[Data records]
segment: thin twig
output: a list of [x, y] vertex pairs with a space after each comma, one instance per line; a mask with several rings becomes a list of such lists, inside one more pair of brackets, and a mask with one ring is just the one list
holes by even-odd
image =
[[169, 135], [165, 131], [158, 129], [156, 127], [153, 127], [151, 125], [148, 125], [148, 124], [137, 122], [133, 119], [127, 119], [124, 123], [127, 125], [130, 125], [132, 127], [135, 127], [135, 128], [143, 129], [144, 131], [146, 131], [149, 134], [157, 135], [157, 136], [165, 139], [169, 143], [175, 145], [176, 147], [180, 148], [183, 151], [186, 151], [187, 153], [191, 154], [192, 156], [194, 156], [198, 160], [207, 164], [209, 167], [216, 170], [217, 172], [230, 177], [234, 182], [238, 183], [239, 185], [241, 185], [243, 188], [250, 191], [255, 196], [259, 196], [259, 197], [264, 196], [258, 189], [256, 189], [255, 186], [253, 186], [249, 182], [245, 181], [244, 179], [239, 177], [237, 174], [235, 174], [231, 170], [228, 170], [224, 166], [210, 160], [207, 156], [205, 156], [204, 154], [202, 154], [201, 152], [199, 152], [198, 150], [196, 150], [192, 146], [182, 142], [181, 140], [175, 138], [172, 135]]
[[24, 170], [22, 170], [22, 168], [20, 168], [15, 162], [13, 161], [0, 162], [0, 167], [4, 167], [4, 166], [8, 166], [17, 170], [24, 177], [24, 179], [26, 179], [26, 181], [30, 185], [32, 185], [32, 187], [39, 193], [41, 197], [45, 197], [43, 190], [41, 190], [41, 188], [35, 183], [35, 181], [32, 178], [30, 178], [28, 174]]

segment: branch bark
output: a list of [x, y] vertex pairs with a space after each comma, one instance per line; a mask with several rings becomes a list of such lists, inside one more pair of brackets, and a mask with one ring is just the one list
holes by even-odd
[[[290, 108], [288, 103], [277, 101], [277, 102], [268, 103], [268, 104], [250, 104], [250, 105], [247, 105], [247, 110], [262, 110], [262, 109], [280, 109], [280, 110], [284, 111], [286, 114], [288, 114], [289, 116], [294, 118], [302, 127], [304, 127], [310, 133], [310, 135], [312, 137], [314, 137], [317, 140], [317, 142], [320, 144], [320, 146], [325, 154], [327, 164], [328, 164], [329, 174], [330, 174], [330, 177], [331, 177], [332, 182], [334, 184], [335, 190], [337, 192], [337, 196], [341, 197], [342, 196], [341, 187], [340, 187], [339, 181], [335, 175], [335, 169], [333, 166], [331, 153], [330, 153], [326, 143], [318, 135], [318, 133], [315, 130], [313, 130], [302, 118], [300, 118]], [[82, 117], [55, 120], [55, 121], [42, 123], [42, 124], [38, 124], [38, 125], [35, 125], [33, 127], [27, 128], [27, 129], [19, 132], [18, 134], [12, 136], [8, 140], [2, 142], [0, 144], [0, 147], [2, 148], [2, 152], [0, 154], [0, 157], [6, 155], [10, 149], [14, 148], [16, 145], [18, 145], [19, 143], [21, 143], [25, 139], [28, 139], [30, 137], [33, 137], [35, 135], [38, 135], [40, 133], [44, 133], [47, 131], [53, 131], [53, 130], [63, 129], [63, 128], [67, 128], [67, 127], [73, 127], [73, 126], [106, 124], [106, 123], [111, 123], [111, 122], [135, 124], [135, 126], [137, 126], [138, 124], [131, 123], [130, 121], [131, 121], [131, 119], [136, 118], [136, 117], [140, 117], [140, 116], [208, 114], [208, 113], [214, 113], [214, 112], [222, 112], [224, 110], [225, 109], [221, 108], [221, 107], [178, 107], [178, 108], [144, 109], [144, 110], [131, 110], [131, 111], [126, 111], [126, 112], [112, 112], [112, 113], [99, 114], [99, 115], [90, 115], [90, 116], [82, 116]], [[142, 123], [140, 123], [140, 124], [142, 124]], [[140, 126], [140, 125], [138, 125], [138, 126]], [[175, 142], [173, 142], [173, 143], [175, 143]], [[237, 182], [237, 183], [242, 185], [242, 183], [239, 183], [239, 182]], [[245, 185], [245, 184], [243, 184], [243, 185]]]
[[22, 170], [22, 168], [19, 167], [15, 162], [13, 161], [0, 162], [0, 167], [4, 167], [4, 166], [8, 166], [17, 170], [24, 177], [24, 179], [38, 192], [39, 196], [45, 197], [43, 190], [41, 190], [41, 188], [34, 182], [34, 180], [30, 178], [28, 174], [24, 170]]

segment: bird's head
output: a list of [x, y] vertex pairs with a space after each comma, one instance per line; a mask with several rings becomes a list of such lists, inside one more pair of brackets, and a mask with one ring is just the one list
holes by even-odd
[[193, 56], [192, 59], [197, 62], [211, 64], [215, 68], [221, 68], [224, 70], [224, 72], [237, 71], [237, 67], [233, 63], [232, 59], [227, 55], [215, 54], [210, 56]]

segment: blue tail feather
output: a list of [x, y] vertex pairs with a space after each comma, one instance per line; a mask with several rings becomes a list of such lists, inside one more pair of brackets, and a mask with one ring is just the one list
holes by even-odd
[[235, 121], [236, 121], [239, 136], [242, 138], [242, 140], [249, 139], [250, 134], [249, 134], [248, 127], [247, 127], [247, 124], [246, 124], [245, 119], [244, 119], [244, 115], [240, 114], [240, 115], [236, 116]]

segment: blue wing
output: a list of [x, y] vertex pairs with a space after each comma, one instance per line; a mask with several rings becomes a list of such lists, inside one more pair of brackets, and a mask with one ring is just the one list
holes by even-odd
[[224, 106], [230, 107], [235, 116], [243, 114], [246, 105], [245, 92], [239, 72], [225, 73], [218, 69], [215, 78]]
---
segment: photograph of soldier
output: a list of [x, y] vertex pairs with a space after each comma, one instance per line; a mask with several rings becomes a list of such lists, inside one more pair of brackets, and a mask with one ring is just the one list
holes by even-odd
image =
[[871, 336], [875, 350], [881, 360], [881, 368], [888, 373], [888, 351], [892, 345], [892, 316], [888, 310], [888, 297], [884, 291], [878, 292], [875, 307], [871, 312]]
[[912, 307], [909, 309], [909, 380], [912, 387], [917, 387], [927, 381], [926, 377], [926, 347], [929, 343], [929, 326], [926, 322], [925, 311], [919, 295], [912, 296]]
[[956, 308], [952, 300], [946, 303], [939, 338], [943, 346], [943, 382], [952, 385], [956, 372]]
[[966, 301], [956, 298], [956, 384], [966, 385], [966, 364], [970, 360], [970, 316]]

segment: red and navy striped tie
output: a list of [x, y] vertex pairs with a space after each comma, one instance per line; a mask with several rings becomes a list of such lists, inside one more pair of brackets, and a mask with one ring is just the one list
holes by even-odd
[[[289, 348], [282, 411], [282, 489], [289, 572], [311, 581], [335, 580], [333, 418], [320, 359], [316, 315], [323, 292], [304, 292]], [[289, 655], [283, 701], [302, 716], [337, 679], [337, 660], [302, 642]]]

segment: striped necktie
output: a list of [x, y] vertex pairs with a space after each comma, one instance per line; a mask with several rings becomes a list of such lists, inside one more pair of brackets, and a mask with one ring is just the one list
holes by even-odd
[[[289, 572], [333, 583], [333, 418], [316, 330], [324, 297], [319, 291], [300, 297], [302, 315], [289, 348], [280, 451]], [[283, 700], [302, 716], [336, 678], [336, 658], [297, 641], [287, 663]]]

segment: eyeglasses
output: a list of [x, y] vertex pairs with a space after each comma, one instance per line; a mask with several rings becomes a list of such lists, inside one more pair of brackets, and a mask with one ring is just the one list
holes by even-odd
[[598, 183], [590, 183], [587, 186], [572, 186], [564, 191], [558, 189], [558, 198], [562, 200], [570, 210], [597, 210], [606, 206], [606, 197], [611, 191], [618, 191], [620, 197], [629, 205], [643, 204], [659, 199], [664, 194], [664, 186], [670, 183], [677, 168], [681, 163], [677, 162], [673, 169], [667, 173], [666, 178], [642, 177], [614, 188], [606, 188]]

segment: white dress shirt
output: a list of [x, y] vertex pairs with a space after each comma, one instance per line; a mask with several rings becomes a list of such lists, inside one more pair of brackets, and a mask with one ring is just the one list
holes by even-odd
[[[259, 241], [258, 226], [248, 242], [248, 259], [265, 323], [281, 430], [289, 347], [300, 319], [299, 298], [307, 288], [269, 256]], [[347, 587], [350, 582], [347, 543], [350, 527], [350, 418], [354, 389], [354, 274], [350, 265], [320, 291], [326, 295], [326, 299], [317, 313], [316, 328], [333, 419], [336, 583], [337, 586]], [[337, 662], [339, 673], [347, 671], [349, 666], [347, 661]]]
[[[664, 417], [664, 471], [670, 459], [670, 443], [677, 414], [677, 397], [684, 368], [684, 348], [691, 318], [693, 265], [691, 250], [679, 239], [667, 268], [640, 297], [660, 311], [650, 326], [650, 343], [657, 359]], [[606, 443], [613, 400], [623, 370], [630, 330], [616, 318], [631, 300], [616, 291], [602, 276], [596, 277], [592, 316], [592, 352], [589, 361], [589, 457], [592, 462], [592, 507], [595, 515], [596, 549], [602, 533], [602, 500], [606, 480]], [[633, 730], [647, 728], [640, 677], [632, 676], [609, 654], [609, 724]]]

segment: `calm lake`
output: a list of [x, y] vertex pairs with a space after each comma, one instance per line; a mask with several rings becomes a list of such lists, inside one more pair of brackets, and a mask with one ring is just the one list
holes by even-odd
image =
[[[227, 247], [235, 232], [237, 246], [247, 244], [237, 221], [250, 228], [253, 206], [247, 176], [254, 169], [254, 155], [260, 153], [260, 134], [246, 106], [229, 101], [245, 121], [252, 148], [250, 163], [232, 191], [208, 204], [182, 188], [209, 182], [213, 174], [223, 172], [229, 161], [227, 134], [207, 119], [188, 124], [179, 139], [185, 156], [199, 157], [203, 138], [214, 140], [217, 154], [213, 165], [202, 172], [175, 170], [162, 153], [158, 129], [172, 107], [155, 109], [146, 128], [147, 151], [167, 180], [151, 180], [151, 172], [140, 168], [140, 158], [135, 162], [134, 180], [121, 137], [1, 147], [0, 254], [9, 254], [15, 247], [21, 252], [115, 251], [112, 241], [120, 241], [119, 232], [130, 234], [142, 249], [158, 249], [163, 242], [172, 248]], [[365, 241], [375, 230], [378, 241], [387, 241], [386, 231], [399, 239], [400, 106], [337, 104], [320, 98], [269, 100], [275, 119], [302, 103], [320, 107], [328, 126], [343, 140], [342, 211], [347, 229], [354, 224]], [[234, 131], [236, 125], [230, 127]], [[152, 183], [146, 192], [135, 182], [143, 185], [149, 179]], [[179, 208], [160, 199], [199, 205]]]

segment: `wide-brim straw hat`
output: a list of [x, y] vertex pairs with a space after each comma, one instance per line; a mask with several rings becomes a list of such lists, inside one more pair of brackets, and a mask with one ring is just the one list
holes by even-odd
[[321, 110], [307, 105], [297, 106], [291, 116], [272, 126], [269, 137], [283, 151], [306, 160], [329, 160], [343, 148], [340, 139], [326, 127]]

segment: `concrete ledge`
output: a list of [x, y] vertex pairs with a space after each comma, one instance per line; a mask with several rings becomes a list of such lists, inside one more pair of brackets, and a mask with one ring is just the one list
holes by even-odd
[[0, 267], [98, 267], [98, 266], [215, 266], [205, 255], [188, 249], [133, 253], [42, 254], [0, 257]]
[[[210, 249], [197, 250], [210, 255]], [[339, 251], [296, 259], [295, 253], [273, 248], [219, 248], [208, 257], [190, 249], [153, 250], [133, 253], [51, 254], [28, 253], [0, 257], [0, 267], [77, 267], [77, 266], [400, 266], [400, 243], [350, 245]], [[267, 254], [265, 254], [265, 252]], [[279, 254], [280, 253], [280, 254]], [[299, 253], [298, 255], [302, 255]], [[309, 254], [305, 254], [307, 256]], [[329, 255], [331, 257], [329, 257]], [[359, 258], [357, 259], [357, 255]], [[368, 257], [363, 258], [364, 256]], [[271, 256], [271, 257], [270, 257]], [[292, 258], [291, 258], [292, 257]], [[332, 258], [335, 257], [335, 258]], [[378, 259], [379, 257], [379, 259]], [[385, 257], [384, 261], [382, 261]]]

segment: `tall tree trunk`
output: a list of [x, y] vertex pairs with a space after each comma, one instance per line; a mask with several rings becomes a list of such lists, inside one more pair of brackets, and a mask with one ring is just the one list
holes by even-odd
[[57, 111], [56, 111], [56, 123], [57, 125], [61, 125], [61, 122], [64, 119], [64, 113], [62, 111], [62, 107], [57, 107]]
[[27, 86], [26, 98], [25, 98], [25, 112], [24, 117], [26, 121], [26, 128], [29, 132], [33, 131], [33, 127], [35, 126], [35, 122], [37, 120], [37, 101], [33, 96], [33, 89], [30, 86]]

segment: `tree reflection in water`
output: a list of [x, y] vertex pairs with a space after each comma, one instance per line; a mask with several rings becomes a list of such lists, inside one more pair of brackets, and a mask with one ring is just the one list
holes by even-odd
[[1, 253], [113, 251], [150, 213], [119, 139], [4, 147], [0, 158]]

**TASK STATEMENT:** Counting every line that holds the string "blue", give the total for the data above and nothing else.

**ANSWER TO THE PROBLEM:** 2